You can find all about it in this Wiki: http://en.wikipedia.org/wiki/Mathematics_of_Sudoku.
"the number of valid Sudoku solution grids for the standard 9×9 grid was calculated by Bertram Felgenhauer and Frazer Jarvis in 2005 to be 6,670,903,752,021,072,936,960 . This number is equal to 9! × 722 × 27 × 27,704,267,971, the last factor of which is prime. The result was derived through logic and brute force computation."
You can read the most recent rewrite of the original publication by Bertram Felgenhauer and Frazer Jarvis : Mathematics of Sudoku, it details the computation over 7 pages. The calculation actually isn't trivial (the idea being to enumerate distinct and valid Sudoku grids, rather than all possible arrangements of digits over a 9x9 grid).
Interestingly there was an estimation of the number of possible sudokus posted in an internet forum before the actual value was calculated and published by Felgenhauer & Jarvis.
The author of the post points out that there are some unproven assumptions in his guess. But the estimated value differs by 0.2% from the actual value published later.
In this Wiki you can find some estimation of other types of sudoku based on similar guesses.
Here is the full post from The New Sudoku Players' Forum:
by Guest » Fri Apr 22, 2005 1:27 pm
Lets try this from a whole different direction:
Step A:
Pretend that the only 'rule' was the 'block' rule, and that the row and column rules did not exist. Then each block could be arranged 9! ways, or 9!^9 ways to populate the puzzle (1.0911*10^50 'solutions').
Step B1:
If we then say 'let us add a rule about unique values in a row', then the top three blocks can be filled as follows:
Block 1: 9! ways
Block 2: 56 ways to select which values go in each 3-cell row, and 3! ways to arrange them (remember that we haven't invented a column rule yet).

**Data**
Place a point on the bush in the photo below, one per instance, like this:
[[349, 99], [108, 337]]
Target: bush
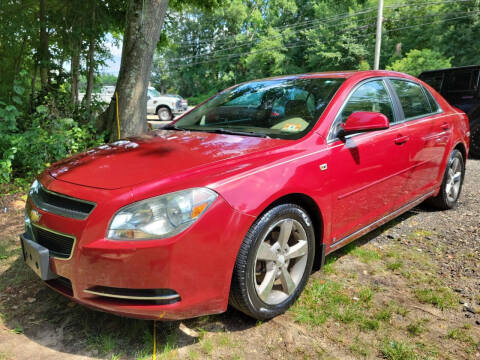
[[29, 143]]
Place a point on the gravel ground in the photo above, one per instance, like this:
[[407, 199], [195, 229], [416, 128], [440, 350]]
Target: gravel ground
[[37, 323], [454, 238]]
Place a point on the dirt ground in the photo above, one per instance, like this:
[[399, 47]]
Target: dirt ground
[[409, 290]]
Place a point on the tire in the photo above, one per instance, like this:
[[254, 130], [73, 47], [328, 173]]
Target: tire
[[475, 141], [452, 183], [164, 114], [287, 270]]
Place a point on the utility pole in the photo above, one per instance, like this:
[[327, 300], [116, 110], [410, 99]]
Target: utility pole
[[378, 42]]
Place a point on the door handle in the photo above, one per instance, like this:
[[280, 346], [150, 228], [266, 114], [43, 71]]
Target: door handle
[[399, 140]]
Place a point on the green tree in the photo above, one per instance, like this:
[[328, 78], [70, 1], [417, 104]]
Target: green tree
[[417, 61]]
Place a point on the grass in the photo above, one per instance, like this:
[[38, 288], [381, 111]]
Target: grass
[[417, 327], [397, 350], [365, 255], [442, 298]]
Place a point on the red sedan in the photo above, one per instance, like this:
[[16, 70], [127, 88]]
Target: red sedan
[[238, 199]]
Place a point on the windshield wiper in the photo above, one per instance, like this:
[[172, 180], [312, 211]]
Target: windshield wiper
[[233, 132], [171, 127]]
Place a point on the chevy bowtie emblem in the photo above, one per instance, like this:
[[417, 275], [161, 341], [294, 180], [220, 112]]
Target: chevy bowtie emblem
[[35, 216]]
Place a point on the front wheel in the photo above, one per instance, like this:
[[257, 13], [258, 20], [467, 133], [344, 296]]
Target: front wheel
[[475, 141], [273, 263], [452, 182]]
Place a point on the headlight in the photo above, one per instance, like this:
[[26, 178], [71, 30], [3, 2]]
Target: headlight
[[161, 216]]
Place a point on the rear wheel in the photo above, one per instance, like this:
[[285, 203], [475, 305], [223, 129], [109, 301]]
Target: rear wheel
[[452, 182], [164, 114], [273, 263], [475, 141]]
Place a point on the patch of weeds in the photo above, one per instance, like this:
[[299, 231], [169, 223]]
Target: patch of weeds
[[394, 265], [225, 340], [104, 343], [385, 314], [17, 330], [461, 334], [442, 298], [329, 266], [192, 354], [365, 255], [419, 234], [397, 350], [369, 324], [207, 346], [170, 344], [415, 328], [323, 300], [3, 253], [366, 295], [359, 348], [399, 309]]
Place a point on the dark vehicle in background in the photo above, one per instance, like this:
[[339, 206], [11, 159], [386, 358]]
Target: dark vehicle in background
[[460, 87]]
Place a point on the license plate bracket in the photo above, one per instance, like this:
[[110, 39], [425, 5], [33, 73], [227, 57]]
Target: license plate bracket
[[37, 258]]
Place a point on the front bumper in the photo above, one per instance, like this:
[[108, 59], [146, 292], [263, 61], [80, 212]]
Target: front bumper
[[196, 265]]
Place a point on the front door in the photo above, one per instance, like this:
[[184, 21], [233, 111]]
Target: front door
[[369, 167]]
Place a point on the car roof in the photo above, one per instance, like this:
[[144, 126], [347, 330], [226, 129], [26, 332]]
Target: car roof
[[340, 74], [468, 67]]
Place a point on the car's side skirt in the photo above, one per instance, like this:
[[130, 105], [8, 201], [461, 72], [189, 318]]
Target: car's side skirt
[[379, 222]]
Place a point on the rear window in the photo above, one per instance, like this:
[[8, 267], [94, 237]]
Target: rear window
[[412, 98], [435, 80]]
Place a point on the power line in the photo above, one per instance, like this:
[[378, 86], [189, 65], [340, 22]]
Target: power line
[[334, 26], [331, 18], [307, 43]]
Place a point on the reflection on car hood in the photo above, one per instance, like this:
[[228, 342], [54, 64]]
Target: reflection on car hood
[[154, 156]]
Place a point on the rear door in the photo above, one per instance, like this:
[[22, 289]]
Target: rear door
[[368, 167], [428, 132]]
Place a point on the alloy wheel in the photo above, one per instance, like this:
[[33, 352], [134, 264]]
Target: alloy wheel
[[454, 177], [281, 261]]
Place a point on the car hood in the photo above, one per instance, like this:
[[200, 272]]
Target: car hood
[[156, 155]]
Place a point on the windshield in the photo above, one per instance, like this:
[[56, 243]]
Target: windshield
[[154, 93], [278, 108]]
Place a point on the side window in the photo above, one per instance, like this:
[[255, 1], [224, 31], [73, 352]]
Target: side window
[[371, 96], [460, 81], [412, 98], [435, 80], [433, 103]]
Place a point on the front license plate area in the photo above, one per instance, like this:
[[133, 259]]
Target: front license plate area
[[38, 258]]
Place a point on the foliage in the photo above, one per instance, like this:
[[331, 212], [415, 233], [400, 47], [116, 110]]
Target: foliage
[[202, 52], [417, 61], [31, 142]]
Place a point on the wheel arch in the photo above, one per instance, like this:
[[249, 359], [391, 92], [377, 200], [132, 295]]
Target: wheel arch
[[461, 147], [313, 210], [163, 105]]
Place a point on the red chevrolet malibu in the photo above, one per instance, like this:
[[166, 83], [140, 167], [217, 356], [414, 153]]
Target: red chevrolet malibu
[[238, 199]]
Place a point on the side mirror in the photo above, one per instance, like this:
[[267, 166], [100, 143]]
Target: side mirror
[[364, 121]]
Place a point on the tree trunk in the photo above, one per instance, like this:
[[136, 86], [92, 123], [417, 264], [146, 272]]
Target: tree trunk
[[91, 64], [74, 70], [43, 46], [142, 32], [34, 80]]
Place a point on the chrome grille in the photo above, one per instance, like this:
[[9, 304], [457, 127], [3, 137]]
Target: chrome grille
[[58, 245], [60, 204]]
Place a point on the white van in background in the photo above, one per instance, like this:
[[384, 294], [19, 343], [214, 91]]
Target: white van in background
[[166, 107]]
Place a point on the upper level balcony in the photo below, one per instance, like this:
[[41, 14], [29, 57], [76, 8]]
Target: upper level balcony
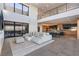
[[58, 10]]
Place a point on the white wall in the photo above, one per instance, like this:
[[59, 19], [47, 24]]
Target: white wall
[[61, 15], [1, 40], [33, 13], [9, 16], [31, 19]]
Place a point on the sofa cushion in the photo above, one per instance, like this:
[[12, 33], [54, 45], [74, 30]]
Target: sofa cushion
[[19, 39], [41, 40], [27, 38]]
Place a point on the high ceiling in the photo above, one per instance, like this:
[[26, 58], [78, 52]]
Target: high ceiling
[[46, 6]]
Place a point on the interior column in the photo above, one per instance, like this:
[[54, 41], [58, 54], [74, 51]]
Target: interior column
[[41, 29], [77, 29], [59, 27]]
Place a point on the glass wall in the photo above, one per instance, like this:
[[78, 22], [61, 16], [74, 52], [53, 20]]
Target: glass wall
[[13, 29], [60, 9], [17, 8]]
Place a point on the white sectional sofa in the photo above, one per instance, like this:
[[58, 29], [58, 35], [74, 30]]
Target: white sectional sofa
[[30, 43]]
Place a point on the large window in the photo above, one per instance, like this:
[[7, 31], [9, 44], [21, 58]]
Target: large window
[[9, 7], [18, 8], [1, 20], [25, 10], [13, 29]]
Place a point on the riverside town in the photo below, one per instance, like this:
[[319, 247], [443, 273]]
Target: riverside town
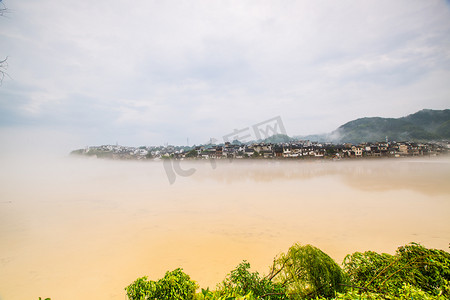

**Short task**
Reproduce the part of the Sudoku text starting at "Interestingly there was" and ending at "on similar guesses.". Rely only on the Sudoku text, not on the data.

**Solution to the problem**
Interestingly there was an estimation of the number of possible sudokus posted in an internet forum before the actual value was calculated and published by Felgenhauer & Jarvis.
The author of the post points out that there are some unproven assumptions in his guess. But the estimated value differs by 0.2% from the actual value published later.
In this Wiki you can find some estimation of other types of sudoku based on similar guesses.